## Your task
Could you turn the part of the records below that opens with the line containing "The current pipeline step requires locating the window" and runs through the end of the records into a Markdown table with the columns Row and Line, numbering each row and leaving out blank lines?

================================

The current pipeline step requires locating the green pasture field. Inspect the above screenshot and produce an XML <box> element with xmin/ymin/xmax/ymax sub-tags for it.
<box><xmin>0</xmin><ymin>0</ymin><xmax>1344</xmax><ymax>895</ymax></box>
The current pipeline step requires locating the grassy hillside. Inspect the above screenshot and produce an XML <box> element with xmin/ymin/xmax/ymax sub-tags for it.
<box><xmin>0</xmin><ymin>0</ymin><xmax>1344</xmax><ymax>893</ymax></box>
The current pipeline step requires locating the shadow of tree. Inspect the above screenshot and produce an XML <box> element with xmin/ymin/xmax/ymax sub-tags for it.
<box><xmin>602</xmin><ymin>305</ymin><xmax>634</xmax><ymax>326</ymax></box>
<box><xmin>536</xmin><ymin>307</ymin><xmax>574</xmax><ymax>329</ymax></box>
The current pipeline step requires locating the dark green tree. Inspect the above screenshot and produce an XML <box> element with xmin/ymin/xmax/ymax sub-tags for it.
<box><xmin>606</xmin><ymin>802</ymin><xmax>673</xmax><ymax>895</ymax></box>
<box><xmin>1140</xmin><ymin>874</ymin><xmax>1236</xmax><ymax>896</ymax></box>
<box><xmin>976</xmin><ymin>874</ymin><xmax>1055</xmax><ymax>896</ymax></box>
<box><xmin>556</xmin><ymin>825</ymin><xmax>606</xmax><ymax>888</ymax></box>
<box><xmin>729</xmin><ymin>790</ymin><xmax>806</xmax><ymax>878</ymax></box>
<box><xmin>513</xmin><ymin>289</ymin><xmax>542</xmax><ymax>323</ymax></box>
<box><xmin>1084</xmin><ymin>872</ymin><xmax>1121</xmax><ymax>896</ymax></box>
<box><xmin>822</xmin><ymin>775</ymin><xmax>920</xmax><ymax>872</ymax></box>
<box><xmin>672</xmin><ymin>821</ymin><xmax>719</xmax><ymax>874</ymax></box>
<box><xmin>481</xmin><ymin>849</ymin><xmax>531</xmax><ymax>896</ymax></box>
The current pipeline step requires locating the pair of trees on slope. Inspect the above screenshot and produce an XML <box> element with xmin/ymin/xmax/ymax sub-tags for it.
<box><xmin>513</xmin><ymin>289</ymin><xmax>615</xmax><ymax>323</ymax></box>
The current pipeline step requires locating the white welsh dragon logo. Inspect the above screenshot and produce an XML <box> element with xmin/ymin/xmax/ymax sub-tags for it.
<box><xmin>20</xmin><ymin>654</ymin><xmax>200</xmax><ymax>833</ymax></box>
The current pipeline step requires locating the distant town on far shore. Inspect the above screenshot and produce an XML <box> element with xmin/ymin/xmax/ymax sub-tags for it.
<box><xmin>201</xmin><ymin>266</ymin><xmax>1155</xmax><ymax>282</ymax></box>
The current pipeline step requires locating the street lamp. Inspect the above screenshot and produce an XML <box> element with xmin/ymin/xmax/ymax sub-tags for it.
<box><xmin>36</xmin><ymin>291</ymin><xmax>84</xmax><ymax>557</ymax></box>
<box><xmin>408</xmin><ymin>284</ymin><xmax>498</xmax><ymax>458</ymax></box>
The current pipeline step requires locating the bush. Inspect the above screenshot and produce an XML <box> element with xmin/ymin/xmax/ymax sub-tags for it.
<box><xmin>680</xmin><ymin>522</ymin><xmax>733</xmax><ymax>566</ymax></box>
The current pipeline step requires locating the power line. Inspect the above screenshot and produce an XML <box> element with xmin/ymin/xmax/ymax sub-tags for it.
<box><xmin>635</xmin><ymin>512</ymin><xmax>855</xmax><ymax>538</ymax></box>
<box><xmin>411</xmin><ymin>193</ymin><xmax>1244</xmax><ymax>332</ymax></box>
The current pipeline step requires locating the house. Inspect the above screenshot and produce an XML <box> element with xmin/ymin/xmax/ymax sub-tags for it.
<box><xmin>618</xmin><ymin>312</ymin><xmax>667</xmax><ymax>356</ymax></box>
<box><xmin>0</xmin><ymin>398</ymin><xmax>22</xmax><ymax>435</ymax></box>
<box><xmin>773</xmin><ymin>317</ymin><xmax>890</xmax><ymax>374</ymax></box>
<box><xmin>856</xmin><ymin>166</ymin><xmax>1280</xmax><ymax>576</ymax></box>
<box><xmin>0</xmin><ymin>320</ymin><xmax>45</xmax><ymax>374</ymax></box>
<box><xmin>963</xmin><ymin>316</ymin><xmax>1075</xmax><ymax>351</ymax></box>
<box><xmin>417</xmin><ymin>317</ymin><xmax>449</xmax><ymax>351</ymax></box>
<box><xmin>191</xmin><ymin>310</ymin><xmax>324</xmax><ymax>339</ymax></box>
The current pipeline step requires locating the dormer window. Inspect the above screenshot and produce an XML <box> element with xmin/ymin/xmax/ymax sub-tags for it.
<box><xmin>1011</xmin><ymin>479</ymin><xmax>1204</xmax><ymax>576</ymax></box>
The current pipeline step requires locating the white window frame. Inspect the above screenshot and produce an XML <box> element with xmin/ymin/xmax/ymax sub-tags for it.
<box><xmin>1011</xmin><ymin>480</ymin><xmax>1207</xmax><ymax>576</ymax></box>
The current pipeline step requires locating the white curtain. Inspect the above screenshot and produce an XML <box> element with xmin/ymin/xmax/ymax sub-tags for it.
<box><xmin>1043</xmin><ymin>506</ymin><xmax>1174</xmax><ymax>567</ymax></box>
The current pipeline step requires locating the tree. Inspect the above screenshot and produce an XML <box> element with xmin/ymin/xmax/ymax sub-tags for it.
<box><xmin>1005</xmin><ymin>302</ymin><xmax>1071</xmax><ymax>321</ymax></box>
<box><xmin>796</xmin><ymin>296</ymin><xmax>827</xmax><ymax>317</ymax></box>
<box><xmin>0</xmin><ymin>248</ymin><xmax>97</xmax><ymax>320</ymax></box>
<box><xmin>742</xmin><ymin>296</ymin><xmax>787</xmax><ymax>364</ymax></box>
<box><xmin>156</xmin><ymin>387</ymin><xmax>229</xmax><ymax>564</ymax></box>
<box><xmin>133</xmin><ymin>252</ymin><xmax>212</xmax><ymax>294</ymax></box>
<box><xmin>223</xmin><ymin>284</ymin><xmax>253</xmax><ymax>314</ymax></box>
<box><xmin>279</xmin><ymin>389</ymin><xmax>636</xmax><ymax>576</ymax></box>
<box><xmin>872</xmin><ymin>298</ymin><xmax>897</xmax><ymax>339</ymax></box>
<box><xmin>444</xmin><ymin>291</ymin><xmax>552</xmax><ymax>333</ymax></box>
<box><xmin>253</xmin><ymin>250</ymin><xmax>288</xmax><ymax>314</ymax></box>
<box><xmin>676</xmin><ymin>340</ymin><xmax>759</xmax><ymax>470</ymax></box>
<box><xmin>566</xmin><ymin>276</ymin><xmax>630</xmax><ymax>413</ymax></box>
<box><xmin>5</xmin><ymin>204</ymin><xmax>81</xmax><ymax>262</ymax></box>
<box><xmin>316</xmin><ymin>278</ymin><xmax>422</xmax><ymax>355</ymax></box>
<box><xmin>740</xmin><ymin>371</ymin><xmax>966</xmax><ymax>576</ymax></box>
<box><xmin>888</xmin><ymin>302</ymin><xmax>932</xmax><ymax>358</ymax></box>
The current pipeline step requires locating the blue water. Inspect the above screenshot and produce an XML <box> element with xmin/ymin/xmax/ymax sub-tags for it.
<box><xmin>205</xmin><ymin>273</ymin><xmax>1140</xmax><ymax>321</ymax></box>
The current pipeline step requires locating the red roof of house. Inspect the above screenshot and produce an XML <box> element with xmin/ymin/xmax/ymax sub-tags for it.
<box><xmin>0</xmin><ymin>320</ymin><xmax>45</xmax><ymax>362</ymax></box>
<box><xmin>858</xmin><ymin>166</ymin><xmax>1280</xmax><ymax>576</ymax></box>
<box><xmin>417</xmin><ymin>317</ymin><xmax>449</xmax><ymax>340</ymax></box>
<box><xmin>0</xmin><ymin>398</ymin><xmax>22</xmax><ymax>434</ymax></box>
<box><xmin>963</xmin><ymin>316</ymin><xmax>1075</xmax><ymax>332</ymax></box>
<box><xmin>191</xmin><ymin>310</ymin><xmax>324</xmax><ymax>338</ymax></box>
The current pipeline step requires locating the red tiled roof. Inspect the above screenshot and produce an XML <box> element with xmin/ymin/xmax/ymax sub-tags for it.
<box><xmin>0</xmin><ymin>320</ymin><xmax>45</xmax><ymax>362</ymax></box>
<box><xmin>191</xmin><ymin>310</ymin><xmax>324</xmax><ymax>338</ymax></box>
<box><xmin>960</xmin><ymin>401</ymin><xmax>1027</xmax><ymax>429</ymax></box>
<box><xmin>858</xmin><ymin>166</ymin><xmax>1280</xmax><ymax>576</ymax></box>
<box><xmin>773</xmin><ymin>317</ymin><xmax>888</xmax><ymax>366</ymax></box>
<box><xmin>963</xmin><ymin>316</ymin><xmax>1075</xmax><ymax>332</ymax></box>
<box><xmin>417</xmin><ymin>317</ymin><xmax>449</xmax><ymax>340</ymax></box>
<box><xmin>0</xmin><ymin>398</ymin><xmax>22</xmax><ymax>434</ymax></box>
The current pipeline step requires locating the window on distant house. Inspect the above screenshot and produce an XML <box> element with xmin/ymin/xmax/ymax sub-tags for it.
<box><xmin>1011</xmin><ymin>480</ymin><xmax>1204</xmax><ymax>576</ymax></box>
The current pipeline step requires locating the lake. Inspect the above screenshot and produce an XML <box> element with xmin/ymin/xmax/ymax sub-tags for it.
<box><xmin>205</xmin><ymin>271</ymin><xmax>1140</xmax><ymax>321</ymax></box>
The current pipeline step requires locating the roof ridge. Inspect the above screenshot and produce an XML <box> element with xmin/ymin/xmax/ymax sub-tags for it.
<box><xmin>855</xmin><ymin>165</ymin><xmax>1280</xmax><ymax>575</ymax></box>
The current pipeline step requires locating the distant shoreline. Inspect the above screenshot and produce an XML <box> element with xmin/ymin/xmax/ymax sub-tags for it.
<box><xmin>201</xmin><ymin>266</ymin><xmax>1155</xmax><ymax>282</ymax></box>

================================

## Exercise answer
| Row | Line |
|---|---|
| 1 | The current pipeline step requires locating the window on distant house. Inspect the above screenshot and produce an XML <box> element with xmin/ymin/xmax/ymax sub-tags for it. |
| 2 | <box><xmin>1011</xmin><ymin>480</ymin><xmax>1204</xmax><ymax>576</ymax></box> |
| 3 | The current pipeline step requires locating the lake. Inspect the above screenshot and produce an XML <box> element with xmin/ymin/xmax/ymax sub-tags for it. |
| 4 | <box><xmin>205</xmin><ymin>271</ymin><xmax>1140</xmax><ymax>321</ymax></box> |
| 5 | The current pipeline step requires locating the roof ridge. Inspect the above screenshot and produce an XML <box> element with xmin/ymin/xmax/ymax sub-tags for it. |
| 6 | <box><xmin>855</xmin><ymin>165</ymin><xmax>1280</xmax><ymax>575</ymax></box> |
| 7 | The current pipeline step requires locating the distant shoreline. Inspect the above screenshot and produce an XML <box> element with xmin/ymin/xmax/ymax sub-tags for it. |
| 8 | <box><xmin>201</xmin><ymin>266</ymin><xmax>1155</xmax><ymax>282</ymax></box> |